Problem details
Could you reproduce the lines of the material below word for word, starting at the line that contains "327, row 442." and stopping after the line that contains "column 93, row 176", with both of those lines included?
══════
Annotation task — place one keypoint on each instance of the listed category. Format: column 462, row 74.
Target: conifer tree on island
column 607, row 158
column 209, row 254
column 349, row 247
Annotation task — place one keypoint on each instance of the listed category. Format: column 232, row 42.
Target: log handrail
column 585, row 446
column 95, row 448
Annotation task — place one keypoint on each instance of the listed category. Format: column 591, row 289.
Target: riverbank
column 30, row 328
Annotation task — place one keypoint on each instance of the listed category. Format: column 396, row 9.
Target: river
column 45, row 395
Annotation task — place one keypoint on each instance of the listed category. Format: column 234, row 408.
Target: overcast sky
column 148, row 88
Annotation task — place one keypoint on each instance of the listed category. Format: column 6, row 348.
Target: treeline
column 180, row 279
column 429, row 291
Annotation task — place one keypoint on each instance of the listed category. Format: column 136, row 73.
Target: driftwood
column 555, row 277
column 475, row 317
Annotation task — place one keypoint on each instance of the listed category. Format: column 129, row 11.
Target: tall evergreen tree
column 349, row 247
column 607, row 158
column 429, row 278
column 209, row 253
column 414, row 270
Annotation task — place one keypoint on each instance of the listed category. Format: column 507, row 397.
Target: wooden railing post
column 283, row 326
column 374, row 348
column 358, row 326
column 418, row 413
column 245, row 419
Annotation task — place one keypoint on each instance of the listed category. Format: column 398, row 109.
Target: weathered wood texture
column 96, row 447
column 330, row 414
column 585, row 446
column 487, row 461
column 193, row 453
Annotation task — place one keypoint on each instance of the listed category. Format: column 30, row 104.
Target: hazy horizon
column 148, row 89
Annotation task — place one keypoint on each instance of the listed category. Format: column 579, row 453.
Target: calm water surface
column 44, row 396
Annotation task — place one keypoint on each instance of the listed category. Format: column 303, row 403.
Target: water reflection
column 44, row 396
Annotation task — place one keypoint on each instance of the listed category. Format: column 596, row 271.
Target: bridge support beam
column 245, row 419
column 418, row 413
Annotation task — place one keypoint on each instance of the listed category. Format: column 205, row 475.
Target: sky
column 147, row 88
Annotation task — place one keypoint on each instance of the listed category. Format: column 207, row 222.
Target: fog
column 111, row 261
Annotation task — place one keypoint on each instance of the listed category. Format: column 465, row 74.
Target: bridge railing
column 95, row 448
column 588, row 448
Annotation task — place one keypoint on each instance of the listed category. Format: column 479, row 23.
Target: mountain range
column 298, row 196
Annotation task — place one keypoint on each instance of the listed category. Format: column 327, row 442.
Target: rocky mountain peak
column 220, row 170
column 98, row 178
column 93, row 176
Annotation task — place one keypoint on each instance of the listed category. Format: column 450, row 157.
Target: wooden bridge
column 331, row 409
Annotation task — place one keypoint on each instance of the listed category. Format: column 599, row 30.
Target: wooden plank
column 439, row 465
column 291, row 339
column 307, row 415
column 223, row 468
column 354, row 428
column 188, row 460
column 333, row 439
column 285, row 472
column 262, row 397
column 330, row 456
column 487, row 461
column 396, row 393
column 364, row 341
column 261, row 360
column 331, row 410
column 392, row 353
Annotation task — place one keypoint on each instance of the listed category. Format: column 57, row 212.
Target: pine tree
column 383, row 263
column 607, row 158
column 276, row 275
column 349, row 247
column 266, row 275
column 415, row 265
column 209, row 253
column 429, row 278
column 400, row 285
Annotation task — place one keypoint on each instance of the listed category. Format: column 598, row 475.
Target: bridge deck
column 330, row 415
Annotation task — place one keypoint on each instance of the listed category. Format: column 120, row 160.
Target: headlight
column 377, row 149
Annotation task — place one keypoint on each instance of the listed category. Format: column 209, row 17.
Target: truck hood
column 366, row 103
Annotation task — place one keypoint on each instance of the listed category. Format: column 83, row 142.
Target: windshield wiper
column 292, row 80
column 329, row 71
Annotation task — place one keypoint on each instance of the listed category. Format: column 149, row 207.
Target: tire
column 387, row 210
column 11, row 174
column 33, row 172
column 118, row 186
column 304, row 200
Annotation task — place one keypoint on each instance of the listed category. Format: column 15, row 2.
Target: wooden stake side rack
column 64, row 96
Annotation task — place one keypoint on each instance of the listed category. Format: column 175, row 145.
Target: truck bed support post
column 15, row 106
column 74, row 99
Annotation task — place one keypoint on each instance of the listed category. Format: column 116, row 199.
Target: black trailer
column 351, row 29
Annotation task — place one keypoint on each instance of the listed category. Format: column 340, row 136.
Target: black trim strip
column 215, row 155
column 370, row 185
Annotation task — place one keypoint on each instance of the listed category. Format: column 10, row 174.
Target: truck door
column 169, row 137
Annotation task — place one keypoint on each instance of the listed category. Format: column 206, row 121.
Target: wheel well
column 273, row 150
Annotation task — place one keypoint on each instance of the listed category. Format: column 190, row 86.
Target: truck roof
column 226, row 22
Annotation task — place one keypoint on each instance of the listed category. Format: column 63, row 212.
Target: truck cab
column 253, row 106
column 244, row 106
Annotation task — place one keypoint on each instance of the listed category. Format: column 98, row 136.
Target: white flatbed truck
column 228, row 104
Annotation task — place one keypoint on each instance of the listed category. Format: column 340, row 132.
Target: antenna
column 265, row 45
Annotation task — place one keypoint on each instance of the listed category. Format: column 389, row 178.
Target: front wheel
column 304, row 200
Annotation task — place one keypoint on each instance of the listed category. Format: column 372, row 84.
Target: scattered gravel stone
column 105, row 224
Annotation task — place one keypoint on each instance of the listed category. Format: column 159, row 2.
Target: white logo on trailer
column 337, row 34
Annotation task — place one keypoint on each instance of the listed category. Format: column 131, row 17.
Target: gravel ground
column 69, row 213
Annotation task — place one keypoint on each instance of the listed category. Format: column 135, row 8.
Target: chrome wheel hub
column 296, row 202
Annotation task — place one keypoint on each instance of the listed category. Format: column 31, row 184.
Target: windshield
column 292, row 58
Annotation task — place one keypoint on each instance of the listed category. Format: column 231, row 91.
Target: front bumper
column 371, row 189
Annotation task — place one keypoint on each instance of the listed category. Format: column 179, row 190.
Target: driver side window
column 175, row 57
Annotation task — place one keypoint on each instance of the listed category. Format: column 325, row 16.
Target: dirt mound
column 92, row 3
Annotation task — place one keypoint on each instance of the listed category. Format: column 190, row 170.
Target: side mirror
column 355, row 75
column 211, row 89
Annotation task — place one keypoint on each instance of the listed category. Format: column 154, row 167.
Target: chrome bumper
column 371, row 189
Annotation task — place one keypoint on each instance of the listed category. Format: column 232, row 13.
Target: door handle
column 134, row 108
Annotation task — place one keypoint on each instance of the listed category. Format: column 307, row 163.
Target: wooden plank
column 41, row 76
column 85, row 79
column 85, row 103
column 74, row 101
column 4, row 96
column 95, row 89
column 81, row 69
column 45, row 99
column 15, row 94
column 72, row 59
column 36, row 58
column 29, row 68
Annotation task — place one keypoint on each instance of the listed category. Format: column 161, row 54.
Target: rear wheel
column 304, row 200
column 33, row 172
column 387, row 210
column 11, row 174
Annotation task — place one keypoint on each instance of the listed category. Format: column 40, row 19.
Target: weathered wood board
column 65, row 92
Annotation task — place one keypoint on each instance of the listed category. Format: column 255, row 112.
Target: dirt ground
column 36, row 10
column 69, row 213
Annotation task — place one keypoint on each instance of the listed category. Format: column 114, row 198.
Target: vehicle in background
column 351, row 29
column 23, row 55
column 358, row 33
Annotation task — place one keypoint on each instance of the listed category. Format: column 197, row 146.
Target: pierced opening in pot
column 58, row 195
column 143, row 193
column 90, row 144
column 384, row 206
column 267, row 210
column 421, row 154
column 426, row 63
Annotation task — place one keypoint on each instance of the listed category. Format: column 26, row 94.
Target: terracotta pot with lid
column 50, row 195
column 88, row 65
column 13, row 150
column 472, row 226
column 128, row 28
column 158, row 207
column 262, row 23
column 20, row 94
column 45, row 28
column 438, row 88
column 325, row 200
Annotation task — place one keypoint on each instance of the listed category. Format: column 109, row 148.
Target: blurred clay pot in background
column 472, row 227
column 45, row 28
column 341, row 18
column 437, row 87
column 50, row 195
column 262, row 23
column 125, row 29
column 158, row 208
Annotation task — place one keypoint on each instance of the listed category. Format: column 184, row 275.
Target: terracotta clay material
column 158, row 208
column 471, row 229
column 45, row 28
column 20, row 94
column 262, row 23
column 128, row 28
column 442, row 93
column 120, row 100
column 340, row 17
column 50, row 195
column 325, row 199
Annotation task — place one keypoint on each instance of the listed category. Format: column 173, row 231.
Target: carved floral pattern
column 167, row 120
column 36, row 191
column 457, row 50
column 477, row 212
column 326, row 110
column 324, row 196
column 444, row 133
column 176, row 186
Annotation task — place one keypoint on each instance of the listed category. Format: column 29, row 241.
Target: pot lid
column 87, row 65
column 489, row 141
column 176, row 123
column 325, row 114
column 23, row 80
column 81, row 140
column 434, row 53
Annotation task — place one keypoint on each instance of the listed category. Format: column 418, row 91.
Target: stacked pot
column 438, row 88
══════
Final result
Annotation task — place one keypoint on each instance of the listed category. Format: column 327, row 442.
Target: rocky mountain peak
column 220, row 170
column 98, row 178
column 93, row 176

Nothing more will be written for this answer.